__What you are asked to do__
Gather every line in the items below that contains the word "tally", matching case exactly.

__Supplied data__

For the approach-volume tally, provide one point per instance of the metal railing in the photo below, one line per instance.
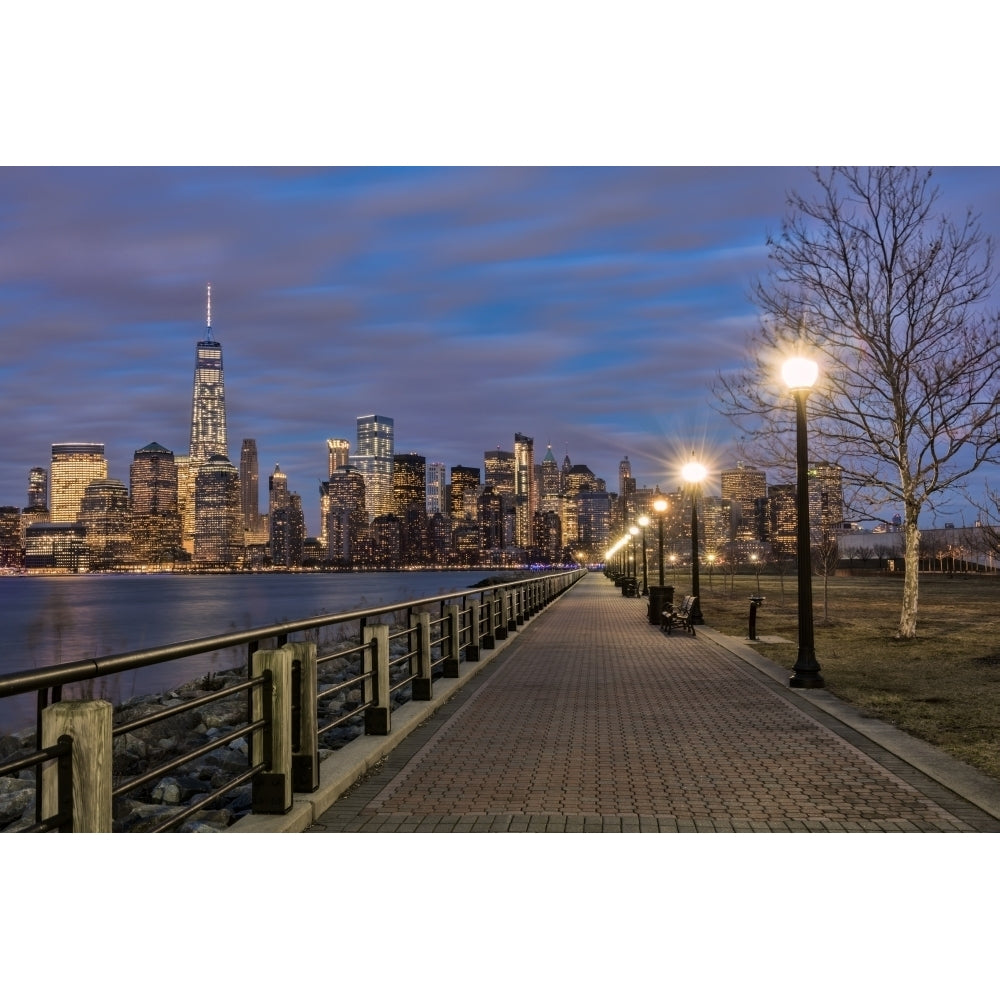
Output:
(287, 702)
---
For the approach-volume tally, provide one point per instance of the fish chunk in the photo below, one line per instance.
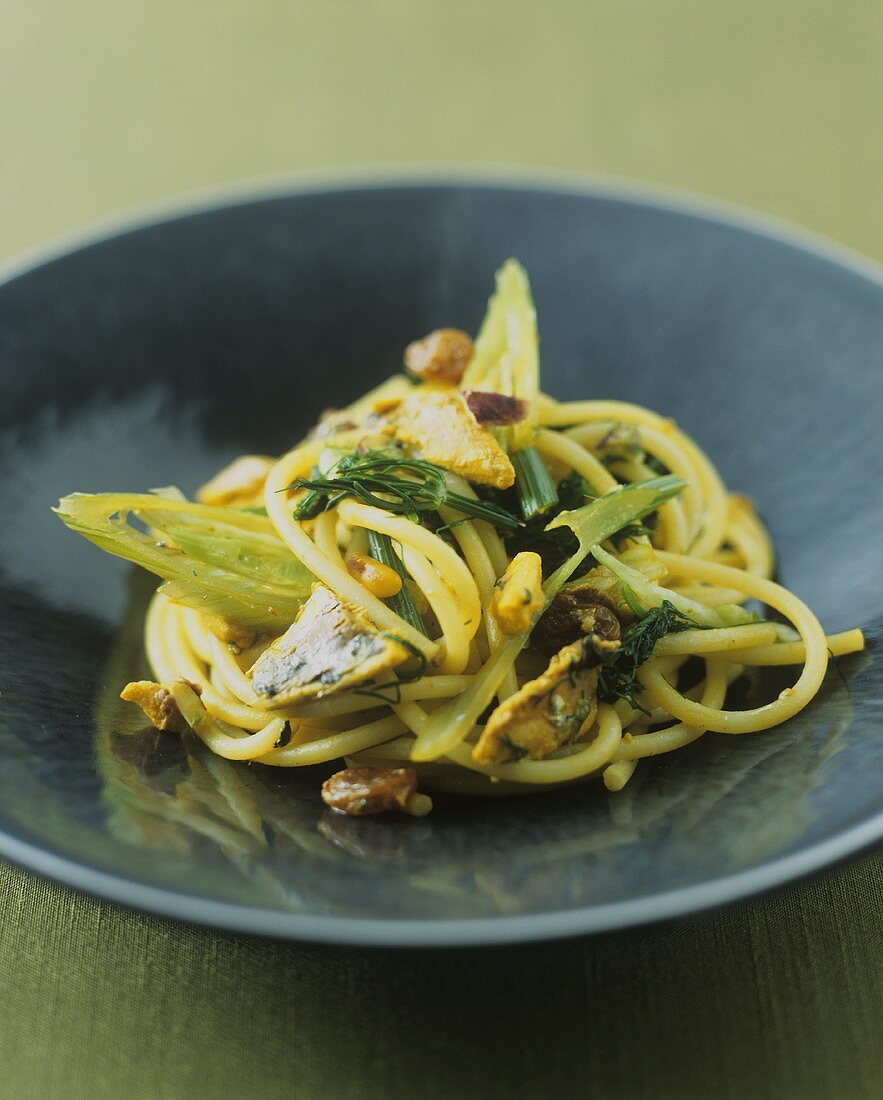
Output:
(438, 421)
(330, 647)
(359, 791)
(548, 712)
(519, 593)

__Finished task__
For the approach-volume tally, provide one point per instance of the metal railing in the photo below, one line per instance.
For the approach-volume tally, provide one point per instance of the fish chunk in the photo below, one line per instance.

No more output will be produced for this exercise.